**Problems and tasks:**
(1) Reproduce the stretch from "MED Deputy Superintendent" through "on Chase Street." in the street light article, word for word.
(2) In the street light article, about how much energy do the LED lights use compared with a traditional bulb?
(3) Carry the street light article forward from its last sentence.

**Passage shown:**
* * * * *

MED Deputy Superintendent Dale F. Raymo said 18 of the lights were installed in the Northview neighborhood on Marie, Lawrence and Kathleen streets with five or six of the lights installed on Ober Street and five installed on Chase Street.

“The feedback we’ve gotten on the light quality and the color is very good,” MED Superintendent Andrew J. McMahon said. “We haven’t have any maintenance issues.”

Mr. Raymo explained traditional street lights, which are lit by high-pressure sodium bulbs, emit a light that’s accompanied by a yellowish haze, while the LED lights emit a clearer whiter light.

“You’ll definitely notice the difference,” he said.

Mr. McMahon added the LED lights also do a better job lighting the area they’re supposed to, without “spilling over” into areas that aren’t intended to be lit, such as people’s front yards.

“With the high-pressure sodium lights, energy is wasted lighting up areas that aren’t necessary,” he said.

In addition to providing a higher quality light, Mr. Raymo said the LED lights use approximately one-third of the energy used by a traditional bulb.

Another benefit is since the bulbs use less energy, MED’s peak usage, which typically comes between 5 and 6 p.m. when street lights are usually coming on during the winter months, is reduced, meaning the amount of energy MED must purchase is also reduced. That translates into savings for MED customers.

* * * * *

**Data lines:**
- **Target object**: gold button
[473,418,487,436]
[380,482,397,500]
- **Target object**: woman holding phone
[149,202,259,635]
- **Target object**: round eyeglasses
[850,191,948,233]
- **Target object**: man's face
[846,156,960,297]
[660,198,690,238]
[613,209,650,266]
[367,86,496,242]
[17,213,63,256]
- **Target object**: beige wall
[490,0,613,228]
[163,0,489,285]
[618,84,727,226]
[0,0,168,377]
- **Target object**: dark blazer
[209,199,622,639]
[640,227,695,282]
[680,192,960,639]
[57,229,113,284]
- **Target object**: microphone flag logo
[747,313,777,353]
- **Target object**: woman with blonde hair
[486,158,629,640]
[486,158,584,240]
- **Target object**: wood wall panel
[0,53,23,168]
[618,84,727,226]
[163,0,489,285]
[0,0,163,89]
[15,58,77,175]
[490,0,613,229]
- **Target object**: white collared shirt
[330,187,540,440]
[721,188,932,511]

* * * * *

**Outputs in order:**
(1)
MED Deputy Superintendent Dale F. Raymo said 18 of the lights were installed in the Northview neighborhood on Marie, Lawrence and Kathleen streets with five or six of the lights installed on Ober Street and five installed on Chase Street.

(2) Approximately one-third of the energy used by a traditional bulb.

(3)
MED first installed LED street lights on Chase Street in the spring of 2010, followed by the lights on Ober Street in summer of 2011 and the lights in Northview this past spring.

Mr. McMahon said two years ago the fixtures cost $550 a piece. This past spring they were $400 each. The lamps for a standard street light though cost approximately $95, meaning there is significant up-front cost.

The 18 lights installed this past spring, Mr. McMahon said, were paid for through the Releaf program and a grant from Alcoa.

“We went through, trimmed all the trees and planted some new ones,” Mr. Raymo said. “At the same time, we changed all of the heads.”

Over the 25-year lifespan though they’re expecting to get from their LED lamps, Mr. McMahon said the cost ends up about the same, as the traditional bulbs end up being replaced every four years. But as the cost of LED lighting continues to decrease, the prospects of converting more of the system’s 1,200 street lights looks more and more appealing.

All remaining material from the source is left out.